# What is the most important tool you use in the kitchen?



## robbie rensel (Feb 21, 2013)

I know this thread might be a given, but I thought I might get some really unique answers.  For me, I am going to give a generic chef answer because it is so true.  I have my chinese clever that I use for everything, from coring out tomatoes to breaking down a chicken, it is the only knife that I use.  My grandma got it for me when I graduated culinary school and it is probably the best present I have ever gotten.  It is a Shun Kaji clever and it is amazing.  I always keep it with me and take it to every job.  It is always sharp and never seems to dulls.  When it does need a tune up I use Japanese ceramic stones from shapton, 2000, 4000, and 8000.  That my story, would love to hear some feedback from other chefs.


----------



## smork (Aug 27, 2012)

id say its a toss up between my pocket knife and the paper towel dispenser.


----------



## wvman2374 (Nov 11, 2012)

Well I think for most cooks it would be a knife.

Its a pretty vague question though, what you're asking.  I could say its a computer..or a cell phone or tablet...or clipboards...whatever is used most for organization.

I could also say its my oven or rangetop, or whatever heavy equipment gets used most often.

Theres an argument that the hood/vent system is the most important tool in the kitchen.  Or the walk-in.  Or the dishwasher.  

Or the guy washing dishes!

So I'll just qualify it as the kitchen tool(s) I like to use most in the restaurant that I normally wouldn't have access to at home.  For me that would be the collection of strainers..china caps, chinoise, tamis, etc..  Just don't see those in most home kitchens, and it makes a huge difference in the food and the amount of effort involved in making something that needs it.  I guess most home kitchens have a sieve, but nothing like what we got to work with in the pro kitchen.

Records contained in a dataset:
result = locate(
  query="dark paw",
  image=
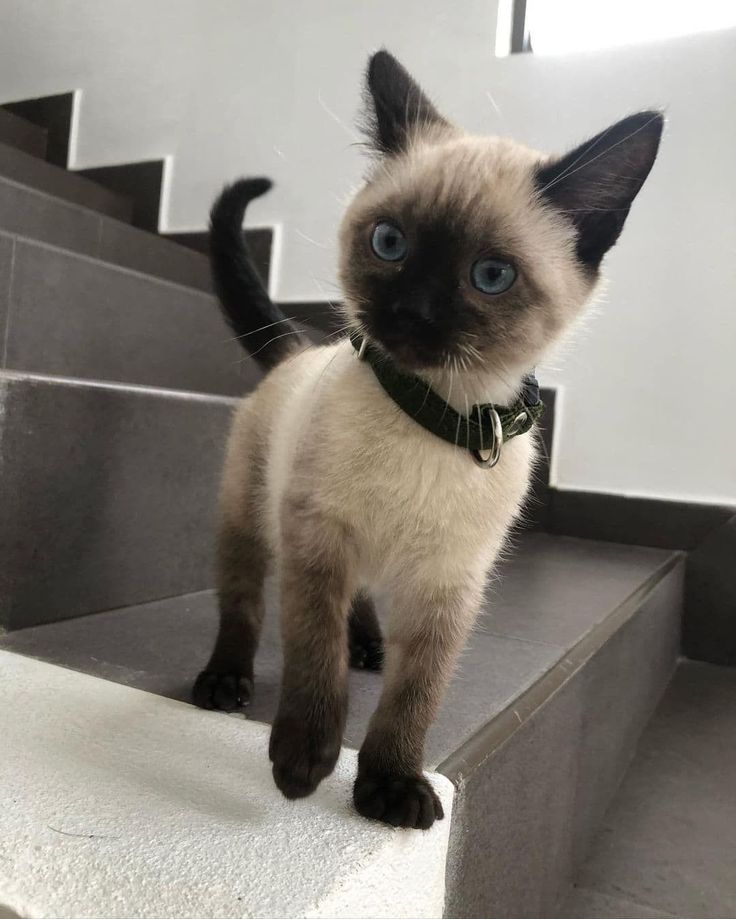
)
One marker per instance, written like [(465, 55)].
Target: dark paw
[(227, 692), (302, 756), (408, 801), (366, 654)]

* _Tasks and exercises_:
A. In the kitchen tool thread, which tools does wvman2374 name as the ones they like to use most in the restaurant?
B. Summarize the kitchen tool thread in two sentences.

* _Completed exercise_:
A. The collection of strainers, such as china caps, chinoise, and tamis.

B. In the kitchen tool thread, robbie rensel names a Shun Kaji Chinese knife as the only knife used for everything, and smork calls it a toss-up between a pocket knife and the paper towel dispenser. wvman2374 says most cooks would pick a knife but finds the question vague, so instead names the restaurant's collection of strainers, which most home kitchens do not have.